* TO DO
Print out the records that follow, exactly and completely.

* DATA RECORDS
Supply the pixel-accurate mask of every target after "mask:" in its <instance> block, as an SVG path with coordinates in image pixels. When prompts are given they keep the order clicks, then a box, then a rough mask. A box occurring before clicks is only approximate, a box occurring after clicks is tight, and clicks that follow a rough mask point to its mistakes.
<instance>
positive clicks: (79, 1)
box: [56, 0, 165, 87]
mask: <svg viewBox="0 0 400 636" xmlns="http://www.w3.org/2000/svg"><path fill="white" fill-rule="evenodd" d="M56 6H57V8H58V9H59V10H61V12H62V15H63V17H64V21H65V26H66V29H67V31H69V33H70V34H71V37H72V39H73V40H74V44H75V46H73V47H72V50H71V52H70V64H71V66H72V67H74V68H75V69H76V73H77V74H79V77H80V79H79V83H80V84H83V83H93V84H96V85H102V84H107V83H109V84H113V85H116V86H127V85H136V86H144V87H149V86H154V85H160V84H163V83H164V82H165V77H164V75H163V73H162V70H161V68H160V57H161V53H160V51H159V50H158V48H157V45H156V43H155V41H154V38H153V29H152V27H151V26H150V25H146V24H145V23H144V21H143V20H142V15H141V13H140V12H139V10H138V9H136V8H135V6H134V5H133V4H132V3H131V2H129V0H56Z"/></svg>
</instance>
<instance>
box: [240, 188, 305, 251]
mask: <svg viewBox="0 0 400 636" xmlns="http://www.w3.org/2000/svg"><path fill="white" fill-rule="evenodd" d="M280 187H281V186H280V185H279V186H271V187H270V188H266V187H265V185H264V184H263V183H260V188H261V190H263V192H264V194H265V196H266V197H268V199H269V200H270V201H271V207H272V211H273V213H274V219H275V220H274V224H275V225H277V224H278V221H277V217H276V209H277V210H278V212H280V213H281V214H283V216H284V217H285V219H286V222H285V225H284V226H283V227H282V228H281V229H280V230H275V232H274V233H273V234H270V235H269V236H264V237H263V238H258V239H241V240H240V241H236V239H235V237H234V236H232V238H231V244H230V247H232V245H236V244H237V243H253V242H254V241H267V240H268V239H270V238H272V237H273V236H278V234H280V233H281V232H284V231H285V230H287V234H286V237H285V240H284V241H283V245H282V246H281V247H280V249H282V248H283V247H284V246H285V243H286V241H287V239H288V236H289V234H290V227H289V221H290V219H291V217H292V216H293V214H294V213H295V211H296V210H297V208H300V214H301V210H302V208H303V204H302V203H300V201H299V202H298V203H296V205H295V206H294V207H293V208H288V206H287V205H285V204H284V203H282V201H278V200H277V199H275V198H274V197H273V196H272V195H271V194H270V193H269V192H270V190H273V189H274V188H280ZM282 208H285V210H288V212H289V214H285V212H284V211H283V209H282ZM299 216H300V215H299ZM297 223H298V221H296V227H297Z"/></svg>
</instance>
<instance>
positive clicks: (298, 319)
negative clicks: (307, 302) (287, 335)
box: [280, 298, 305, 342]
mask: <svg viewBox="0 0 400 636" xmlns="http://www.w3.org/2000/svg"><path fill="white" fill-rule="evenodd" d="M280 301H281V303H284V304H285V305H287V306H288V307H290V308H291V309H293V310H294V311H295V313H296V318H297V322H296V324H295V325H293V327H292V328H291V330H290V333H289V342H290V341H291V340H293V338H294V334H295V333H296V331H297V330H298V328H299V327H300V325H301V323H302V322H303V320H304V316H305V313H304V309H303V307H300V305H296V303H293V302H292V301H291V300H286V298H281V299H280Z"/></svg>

* PROBLEM SOLUTION
Supply the pixel-accurate mask of every target after "mask:" in its <instance> block, as an SVG path with coordinates in image pixels. When prompts are given they keep the order clicks, then a box, then a rough mask. A box occurring before clicks is only approximate, a box occurring after clicks is tight, and clicks that follow a rough mask point to its mistakes.
<instance>
positive clicks: (79, 1)
box: [56, 0, 165, 87]
mask: <svg viewBox="0 0 400 636" xmlns="http://www.w3.org/2000/svg"><path fill="white" fill-rule="evenodd" d="M56 6H57V8H58V9H59V10H61V12H62V15H63V17H64V21H65V26H66V29H67V31H69V33H70V34H71V37H72V39H73V40H74V44H75V46H73V47H72V50H71V52H70V64H71V66H72V67H74V68H75V69H76V73H77V74H79V77H80V79H79V83H80V84H83V83H93V84H96V85H102V84H107V83H109V84H113V85H116V86H127V85H136V86H144V87H149V86H154V85H160V84H163V83H164V82H165V77H164V75H163V73H162V70H161V68H160V57H161V53H160V51H159V50H158V48H157V45H156V43H155V41H154V38H153V29H152V27H151V26H150V25H146V24H145V23H144V21H143V20H142V15H141V13H140V12H139V10H138V9H136V8H135V6H134V5H133V4H132V3H131V2H129V0H56Z"/></svg>
</instance>
<instance>
box: [240, 188, 305, 251]
mask: <svg viewBox="0 0 400 636" xmlns="http://www.w3.org/2000/svg"><path fill="white" fill-rule="evenodd" d="M280 187H281V186H280V185H279V186H271V187H270V188H266V187H265V185H264V184H263V183H260V188H261V190H263V192H264V194H265V196H266V197H268V199H269V200H270V201H271V207H272V211H273V213H274V219H275V220H274V224H275V225H277V224H278V221H277V217H276V209H277V210H278V212H280V213H281V214H283V216H284V217H285V219H286V222H285V225H284V226H283V227H282V228H281V229H280V230H275V232H274V233H273V234H270V235H269V236H264V237H263V238H258V239H241V240H240V241H236V239H235V237H234V236H232V238H231V244H230V247H232V245H236V244H237V243H253V242H254V241H267V240H268V239H270V238H272V237H273V236H278V234H280V233H281V232H284V231H285V230H287V234H286V237H285V240H284V241H283V245H282V246H281V247H280V249H282V248H283V247H284V246H285V243H286V241H287V239H288V236H289V234H290V227H289V221H290V219H291V217H292V216H293V214H294V213H295V211H296V210H297V208H300V214H301V210H302V208H303V204H302V203H300V201H299V202H298V203H296V205H295V206H294V207H293V208H288V206H287V205H285V204H284V203H282V201H278V200H277V199H275V198H274V197H273V196H272V195H271V194H270V193H269V192H270V190H273V189H274V188H280ZM282 208H285V210H288V212H289V214H285V212H284V211H283V209H282ZM299 216H300V215H299ZM297 223H298V221H296V227H297Z"/></svg>
</instance>
<instance>
positive clicks: (298, 319)
negative clicks: (307, 302) (287, 335)
box: [280, 298, 305, 342]
mask: <svg viewBox="0 0 400 636" xmlns="http://www.w3.org/2000/svg"><path fill="white" fill-rule="evenodd" d="M280 301H281V303H284V304H285V305H287V306H288V307H290V308H291V309H293V310H294V311H295V313H296V318H297V322H296V324H295V325H293V327H292V328H291V330H290V333H289V342H290V341H291V340H293V338H294V334H295V333H296V331H297V330H298V328H299V327H300V325H301V323H302V322H303V320H304V316H305V313H304V309H303V307H300V305H296V303H293V302H292V301H291V300H286V298H281V299H280Z"/></svg>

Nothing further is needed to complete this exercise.